#### EXERCISE
Each entry must be reproduced precisely as it stands.

#### PROVIDED INFORMATION
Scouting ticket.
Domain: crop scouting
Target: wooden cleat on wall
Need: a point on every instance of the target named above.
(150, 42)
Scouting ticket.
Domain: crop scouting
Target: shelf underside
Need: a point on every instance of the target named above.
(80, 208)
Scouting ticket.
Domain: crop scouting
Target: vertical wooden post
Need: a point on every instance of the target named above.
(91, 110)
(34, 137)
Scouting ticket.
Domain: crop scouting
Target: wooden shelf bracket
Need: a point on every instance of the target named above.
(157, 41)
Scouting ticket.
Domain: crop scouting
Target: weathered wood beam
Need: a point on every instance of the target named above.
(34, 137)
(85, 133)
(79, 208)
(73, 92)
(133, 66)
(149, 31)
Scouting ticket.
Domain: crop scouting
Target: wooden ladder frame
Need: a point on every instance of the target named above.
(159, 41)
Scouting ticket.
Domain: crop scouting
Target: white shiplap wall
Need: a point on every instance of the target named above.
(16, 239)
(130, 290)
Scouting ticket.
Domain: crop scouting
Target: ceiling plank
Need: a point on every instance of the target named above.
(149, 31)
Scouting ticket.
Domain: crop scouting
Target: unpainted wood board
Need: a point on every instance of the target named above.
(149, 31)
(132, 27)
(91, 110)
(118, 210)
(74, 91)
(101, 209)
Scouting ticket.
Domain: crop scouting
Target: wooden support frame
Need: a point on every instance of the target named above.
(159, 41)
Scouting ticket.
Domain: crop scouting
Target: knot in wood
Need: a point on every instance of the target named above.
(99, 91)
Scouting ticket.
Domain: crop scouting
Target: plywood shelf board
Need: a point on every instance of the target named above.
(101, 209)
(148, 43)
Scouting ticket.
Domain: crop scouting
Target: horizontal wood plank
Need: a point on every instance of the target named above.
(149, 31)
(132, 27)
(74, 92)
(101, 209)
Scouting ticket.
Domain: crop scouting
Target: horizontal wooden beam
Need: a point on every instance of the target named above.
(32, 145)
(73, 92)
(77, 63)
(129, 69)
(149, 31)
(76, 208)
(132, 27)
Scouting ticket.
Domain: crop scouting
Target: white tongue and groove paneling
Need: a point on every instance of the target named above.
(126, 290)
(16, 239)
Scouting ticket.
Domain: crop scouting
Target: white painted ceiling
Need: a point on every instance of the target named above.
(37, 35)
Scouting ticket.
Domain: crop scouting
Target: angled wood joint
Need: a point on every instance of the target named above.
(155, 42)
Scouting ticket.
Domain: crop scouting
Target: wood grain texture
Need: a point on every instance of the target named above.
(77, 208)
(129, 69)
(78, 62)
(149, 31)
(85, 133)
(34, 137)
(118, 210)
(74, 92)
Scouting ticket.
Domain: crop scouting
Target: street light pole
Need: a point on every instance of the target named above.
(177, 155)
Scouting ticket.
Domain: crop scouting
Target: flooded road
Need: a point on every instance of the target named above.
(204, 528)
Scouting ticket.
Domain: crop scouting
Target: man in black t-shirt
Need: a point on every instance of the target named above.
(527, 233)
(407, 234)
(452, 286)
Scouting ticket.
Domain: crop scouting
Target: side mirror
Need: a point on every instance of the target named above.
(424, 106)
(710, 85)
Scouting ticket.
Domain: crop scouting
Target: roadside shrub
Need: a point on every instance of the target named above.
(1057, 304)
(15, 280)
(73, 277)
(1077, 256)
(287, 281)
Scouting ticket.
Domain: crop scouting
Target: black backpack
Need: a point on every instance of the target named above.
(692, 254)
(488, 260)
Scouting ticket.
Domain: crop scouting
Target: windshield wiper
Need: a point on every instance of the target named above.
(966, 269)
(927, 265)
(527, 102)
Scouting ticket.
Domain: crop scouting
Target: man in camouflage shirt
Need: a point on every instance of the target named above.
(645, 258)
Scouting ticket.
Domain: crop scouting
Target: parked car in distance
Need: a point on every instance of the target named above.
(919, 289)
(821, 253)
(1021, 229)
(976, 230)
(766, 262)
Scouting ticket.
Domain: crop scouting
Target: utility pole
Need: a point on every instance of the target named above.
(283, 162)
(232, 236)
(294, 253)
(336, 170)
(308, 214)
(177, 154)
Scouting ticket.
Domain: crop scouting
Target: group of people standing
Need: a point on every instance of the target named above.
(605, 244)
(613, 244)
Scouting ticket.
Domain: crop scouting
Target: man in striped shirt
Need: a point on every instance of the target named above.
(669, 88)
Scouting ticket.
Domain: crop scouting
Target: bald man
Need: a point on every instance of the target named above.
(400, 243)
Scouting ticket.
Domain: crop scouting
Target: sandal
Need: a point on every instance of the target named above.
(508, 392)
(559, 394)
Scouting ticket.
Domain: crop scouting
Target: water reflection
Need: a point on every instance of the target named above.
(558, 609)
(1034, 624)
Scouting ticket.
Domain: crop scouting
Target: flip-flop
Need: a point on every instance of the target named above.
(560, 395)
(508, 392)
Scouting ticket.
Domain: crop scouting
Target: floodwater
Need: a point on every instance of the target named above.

#### EXERCISE ANSWER
Scouting ticket.
Domain: crop scouting
Target: wooden cleat on wall
Need: a point on every instance of the target named above.
(150, 42)
Scouting ticket.
Domain: crop scouting
Target: shelf underside
Need: a point on every instance of the target named above.
(80, 208)
Scouting ticket.
Domain: crop scouting
Target: vertical wooden post
Need: a point on every instance of the target named above.
(91, 110)
(34, 137)
Scouting ticket.
Domain: crop scouting
Target: wooden shelf bracket
Need: a point on every instance of the target named above.
(157, 41)
Scouting ticket.
Domain: crop scouting
Target: weathered wood beam
Need: a point on every instance of the target named above.
(34, 137)
(85, 133)
(79, 208)
(73, 92)
(133, 66)
(149, 31)
Scouting ticket.
Domain: crop scouting
Target: wooden ladder frame
Need: a point on every instance of the target named above.
(159, 41)
Scouting ticket.
Domain: crop scouting
Target: white shiplap wall
Need: a point on every instance of the target named above.
(16, 239)
(130, 290)
Scouting ticket.
Domain: crop scouting
Target: ceiling plank
Need: a point on every instance of the target named above.
(149, 31)
Scouting ticket.
Domain: crop scouting
Target: unpainted wood board
Need: a point on every instance of the target named above.
(149, 31)
(132, 27)
(91, 110)
(118, 210)
(74, 91)
(101, 209)
Scouting ticket.
Domain: crop scouting
Target: wooden support frame
Need: a point on every instance of the target named above.
(159, 41)
Scouting ticket.
Domain: crop scouting
Target: knot in wood
Need: a point on every instance of the target named above.
(99, 91)
Scouting ticket.
Domain: crop scouting
Target: plywood shelf board
Need: a point on every instance of the target named above.
(101, 209)
(148, 43)
Scouting ticket.
Domain: crop scouting
Target: horizontal wood plank
Need: a point on every instance of the target named above.
(149, 31)
(132, 27)
(74, 92)
(101, 209)
Scouting ticket.
Domain: crop scouting
Target: horizontal wooden beam
Need: a point on every instance of the target named above.
(32, 145)
(73, 92)
(77, 63)
(129, 69)
(149, 31)
(76, 208)
(132, 27)
Scouting ticket.
Domain: crop scouting
Target: white tongue and groove paneling
Need: a point on every instance of the target named above.
(126, 290)
(16, 239)
Scouting ticket.
Domain: crop scouting
Target: white painted ceiling
Need: a point on every instance of the target named above.
(37, 35)
Scouting ticket.
Domain: crop scouting
Target: angled wood joint
Need: a point on every instance of the target named above.
(155, 42)
Scouting ticket.
Domain: crop scouting
Target: wood grain texture
Need: a point on every instance of the target named above.
(77, 208)
(129, 69)
(78, 62)
(149, 31)
(85, 133)
(34, 137)
(118, 210)
(74, 92)
Scouting ticket.
Domain: crop scouting
Target: street light pole
Need: a point on every instance of the target named above.
(177, 155)
Scouting ticket.
Domain: crop scouting
Target: flooded road
Need: a point on every instance of the target named above.
(204, 528)
Scouting ticket.
Domain: crop scouting
Target: man in black t-shirt
Need: a point on every instance of the target named above.
(527, 233)
(407, 234)
(452, 286)
Scouting ticket.
Domain: crop scouting
Target: side mirror
Need: a point on every instance of the target named above.
(424, 106)
(710, 85)
Scouting ticket.
Domain: crop scouting
Target: roadside shrub
Need: a point on every instance of the target named above.
(1057, 304)
(15, 280)
(73, 277)
(1077, 256)
(287, 281)
Scouting ticket.
Domain: crop scouting
Target: black backpack
Need: a point on every instance of the target named above.
(692, 254)
(488, 260)
Scouting ticket.
Domain: crop scouting
Target: windshield wiper
Need: a point on every instance of the target named above.
(966, 269)
(927, 265)
(527, 102)
Scouting ticket.
Domain: crop scouting
Target: man in camouflage shirt
Need: a point on every instance of the target named above.
(645, 258)
Scouting ticket.
Domain: crop scouting
Target: parked car in distance
Need: a point on every instance of the target named above.
(919, 289)
(821, 253)
(1021, 229)
(976, 230)
(766, 262)
Scouting ticket.
Domain: crop scouting
Target: utility pole
Need: a point on every instance of the target named above.
(283, 162)
(232, 236)
(294, 253)
(336, 170)
(308, 214)
(177, 154)
Scouting ticket.
Domain: crop scouting
Target: group of people standing
Need: a point on every instance of the target named above.
(605, 244)
(613, 244)
Scouting ticket.
Domain: crop scouting
Target: man in striped shirt
Need: a point on every instance of the target named above.
(669, 88)
Scouting ticket.
Domain: crop scouting
Target: bald man
Need: a point on every instance of the target named above.
(400, 243)
Scouting ticket.
Domain: crop scouting
Target: sandal
Need: a point on every instance of the target named above.
(508, 392)
(559, 394)
Scouting ticket.
Domain: crop scouting
Target: water reflection
Need: a point on every instance of the target named above.
(558, 609)
(1034, 624)
Scouting ticket.
Domain: crop scouting
Target: flip-flop
Need: a point on every instance of the target named above.
(560, 395)
(508, 392)
Scouting ticket.
Domain: crop scouting
Target: floodwater
Need: a point on every instance of the target named above.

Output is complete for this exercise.